:: What you have to do ::
Reproduce every one of the entries below verbatim, changing nothing.
■ ■ ■ ■
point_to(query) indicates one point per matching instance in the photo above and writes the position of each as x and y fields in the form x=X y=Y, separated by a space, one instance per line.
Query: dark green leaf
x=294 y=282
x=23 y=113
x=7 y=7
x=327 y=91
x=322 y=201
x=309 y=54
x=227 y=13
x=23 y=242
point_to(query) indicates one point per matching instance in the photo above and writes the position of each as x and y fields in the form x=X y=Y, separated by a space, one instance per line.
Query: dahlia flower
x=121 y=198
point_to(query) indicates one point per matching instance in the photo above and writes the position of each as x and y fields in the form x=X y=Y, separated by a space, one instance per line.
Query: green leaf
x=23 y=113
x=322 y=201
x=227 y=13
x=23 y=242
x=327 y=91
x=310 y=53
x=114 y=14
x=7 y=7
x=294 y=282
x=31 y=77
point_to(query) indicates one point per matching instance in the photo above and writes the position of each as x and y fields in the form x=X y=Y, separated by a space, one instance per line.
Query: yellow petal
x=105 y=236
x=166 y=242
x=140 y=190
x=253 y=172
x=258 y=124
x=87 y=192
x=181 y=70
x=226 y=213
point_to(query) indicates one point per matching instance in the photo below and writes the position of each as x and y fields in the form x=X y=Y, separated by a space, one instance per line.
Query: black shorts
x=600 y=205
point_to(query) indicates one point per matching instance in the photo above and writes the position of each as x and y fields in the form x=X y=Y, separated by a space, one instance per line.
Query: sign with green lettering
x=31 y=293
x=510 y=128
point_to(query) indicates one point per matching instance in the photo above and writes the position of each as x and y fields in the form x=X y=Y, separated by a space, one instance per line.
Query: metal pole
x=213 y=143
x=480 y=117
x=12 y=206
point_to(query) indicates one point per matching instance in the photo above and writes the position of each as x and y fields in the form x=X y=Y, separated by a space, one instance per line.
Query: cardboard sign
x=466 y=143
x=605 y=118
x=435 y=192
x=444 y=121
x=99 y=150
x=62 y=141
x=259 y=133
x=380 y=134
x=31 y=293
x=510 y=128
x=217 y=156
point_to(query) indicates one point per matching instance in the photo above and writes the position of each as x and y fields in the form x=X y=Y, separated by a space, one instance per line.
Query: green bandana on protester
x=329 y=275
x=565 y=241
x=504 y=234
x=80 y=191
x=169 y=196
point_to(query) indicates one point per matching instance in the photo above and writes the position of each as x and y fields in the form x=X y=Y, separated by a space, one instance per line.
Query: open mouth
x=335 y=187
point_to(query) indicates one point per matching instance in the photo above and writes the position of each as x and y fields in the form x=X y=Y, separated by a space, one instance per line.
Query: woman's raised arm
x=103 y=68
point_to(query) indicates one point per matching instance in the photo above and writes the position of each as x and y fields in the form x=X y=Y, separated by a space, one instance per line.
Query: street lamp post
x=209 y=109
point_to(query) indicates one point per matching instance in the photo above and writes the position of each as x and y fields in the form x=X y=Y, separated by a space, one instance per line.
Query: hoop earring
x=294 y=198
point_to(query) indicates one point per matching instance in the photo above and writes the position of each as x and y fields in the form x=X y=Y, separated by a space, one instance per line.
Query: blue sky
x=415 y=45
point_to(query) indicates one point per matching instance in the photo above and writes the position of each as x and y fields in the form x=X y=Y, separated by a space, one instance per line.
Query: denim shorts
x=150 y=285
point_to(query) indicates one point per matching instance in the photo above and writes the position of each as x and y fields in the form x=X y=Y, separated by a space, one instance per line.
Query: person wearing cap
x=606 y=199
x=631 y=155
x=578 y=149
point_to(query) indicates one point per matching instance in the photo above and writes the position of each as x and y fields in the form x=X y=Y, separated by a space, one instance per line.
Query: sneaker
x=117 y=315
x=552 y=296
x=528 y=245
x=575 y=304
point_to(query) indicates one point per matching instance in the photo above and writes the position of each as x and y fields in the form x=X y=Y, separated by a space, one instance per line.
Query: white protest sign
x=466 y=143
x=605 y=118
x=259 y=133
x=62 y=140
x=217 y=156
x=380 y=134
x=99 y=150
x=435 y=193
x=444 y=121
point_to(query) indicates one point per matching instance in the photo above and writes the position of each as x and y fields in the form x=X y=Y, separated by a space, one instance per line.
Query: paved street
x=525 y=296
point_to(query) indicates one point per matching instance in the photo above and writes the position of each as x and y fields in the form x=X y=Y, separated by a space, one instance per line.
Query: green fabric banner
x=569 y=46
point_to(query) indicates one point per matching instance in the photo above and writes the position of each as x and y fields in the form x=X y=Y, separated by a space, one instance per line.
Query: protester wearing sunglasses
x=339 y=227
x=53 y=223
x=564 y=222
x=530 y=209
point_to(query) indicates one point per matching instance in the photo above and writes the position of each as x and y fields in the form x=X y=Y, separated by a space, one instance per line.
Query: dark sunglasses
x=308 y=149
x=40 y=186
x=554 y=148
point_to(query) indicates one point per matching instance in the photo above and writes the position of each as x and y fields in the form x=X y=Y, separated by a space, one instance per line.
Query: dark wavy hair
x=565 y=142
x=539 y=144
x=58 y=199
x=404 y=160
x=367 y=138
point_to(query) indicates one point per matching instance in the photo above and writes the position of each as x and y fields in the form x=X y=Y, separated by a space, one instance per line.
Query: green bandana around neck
■ ■ ■ ■
:: Reply to the task ::
point_to(query) indicates one point per matching instance in the photo above and writes the position of each as x and y fields in the form x=X y=Y, separated by a space, one instance per line.
Query: dark green leaf
x=294 y=282
x=23 y=113
x=7 y=7
x=327 y=91
x=322 y=201
x=309 y=54
x=227 y=13
x=23 y=242
point_to(query) indicates one point per matching instance in the photo above and writes the position of each as x and y fields in the form x=X y=Y, separated by a space, one instance per line.
Query: dahlia flower
x=121 y=198
point_to(query) indicates one point per matching instance in the photo above and writes the position of each as x and y fields in the form x=X y=Y, separated by a space, one instance per line.
Query: green leaf
x=23 y=113
x=322 y=201
x=227 y=13
x=23 y=242
x=327 y=91
x=310 y=53
x=114 y=14
x=7 y=7
x=294 y=282
x=31 y=77
point_to(query) indicates one point per matching instance in the photo above and writes the position of each as x and y fields in the form x=X y=Y, separated by a space, one instance per line.
Query: yellow petal
x=105 y=236
x=166 y=242
x=140 y=190
x=253 y=172
x=258 y=124
x=87 y=192
x=181 y=70
x=226 y=213
point_to(query) indicates one point per matching instance in the photo below and writes the position of each as x and y fields in the form x=X y=Y, separated by a space, one instance per line.
Query: black shorts
x=600 y=205
point_to(query) indicates one point per matching instance in the photo above and writes the position of each as x and y fields in the form x=X y=Y, separated by a space, one instance per line.
Query: sign with green lettering
x=31 y=293
x=510 y=128
point_to(query) indicates one point per matching instance in the photo above and writes the position of each as x and y fields in the form x=X y=Y, separated by a space, one instance per line.
Query: metal pole
x=213 y=143
x=480 y=117
x=12 y=206
point_to(query) indicates one point per matching instance in the photo above and writes the position of each as x and y fields in the form x=X y=Y, separated by a space, one instance per line.
Query: cardboard sign
x=466 y=143
x=605 y=118
x=435 y=192
x=444 y=121
x=99 y=150
x=62 y=141
x=259 y=133
x=380 y=134
x=31 y=293
x=510 y=128
x=217 y=156
point_to(query) indicates one point per matching instance in the photo above and writes the position of each as x and y fields in the form x=X y=Y, separated by a space, one instance per line.
Query: green bandana on protester
x=329 y=275
x=565 y=241
x=504 y=234
x=80 y=191
x=169 y=196
point_to(query) indicates one point per matching instance in the photo above and writes the position of each as x and y fields in the form x=X y=Y, separated by a space, one instance per line.
Query: open mouth
x=335 y=187
point_to(query) indicates one point per matching instance in the photo above and writes the position of each as x and y fields in the form x=X y=Y, separated by a space, one instance per line.
Query: woman's raised arm
x=103 y=68
point_to(query) indicates one point per matching instance in the photo above and writes the position of each as x and y fields in the form x=X y=Y, separated by a space, one instance per line.
Query: street lamp post
x=209 y=109
point_to(query) indicates one point per matching instance in the photo above and writes the position of each as x and y fields in the form x=X y=Y, separated by a space, one instance per line.
Query: hoop earring
x=294 y=198
point_to(query) indicates one point per matching instance in the photo above and writes the position of each as x and y fields in the form x=X y=Y, separated by a space, one instance per line.
Query: blue sky
x=415 y=45
point_to(query) indicates one point per matching instance in the photo above and writes the position of each as x and y fields in the form x=X y=Y, separated by a space, one instance per line.
Query: denim shorts
x=150 y=285
point_to(query) indicates one point per matching instance in the photo above and writes the position of each as x and y fields in the form x=X y=Y, separated by a space, one instance per line.
Query: person wearing cap
x=606 y=199
x=631 y=155
x=578 y=149
point_to(query) indicates one point per matching instance in the photo above and writes the position of each as x and y fields in the form x=X y=Y, separated by a space, one instance per line.
Query: sneaker
x=117 y=315
x=552 y=296
x=528 y=245
x=575 y=304
point_to(query) indicates one point per matching instance in the photo above and writes the position of each as x and y fields in the form x=X y=Y, separated by a space, one instance per line.
Query: white protest sign
x=466 y=143
x=605 y=118
x=259 y=133
x=62 y=140
x=217 y=156
x=380 y=134
x=99 y=150
x=435 y=193
x=444 y=121
point_to(query) indicates one point per matching instance in the photo above and writes the position of each as x and y fields in the form x=X y=Y, separated by a space, one instance per line.
Query: paved street
x=525 y=296
point_to(query) indicates one point per matching instance in the photo above and writes the position of each as x and y fields in the form x=X y=Y, separated by a space, one instance per line.
Query: green fabric banner
x=569 y=46
point_to(query) indicates one point per matching instance in the photo above and writes the position of each as x and y fields in the form x=X y=Y, separated by a space, one instance per line.
Query: protester wearing sunglasses
x=339 y=227
x=53 y=223
x=564 y=222
x=530 y=209
point_to(query) indicates one point per matching instance in the photo above and writes the position of each as x and y fields in the form x=X y=Y, separated by a space, one instance per line.
Query: dark sunglasses
x=308 y=149
x=40 y=186
x=554 y=148
point_to(query) indicates one point per matching instance in the photo above and writes the position of each as x and y fields in the form x=X y=Y, separated by a space, one instance per line.
Query: dark wavy hair
x=565 y=142
x=539 y=144
x=58 y=199
x=404 y=160
x=367 y=138
point_to(query) indicates one point per matching instance in the photo above and writes the position of each as x and y fields in the form x=X y=Y, separated by a space, one instance per line.
Query: green bandana around neck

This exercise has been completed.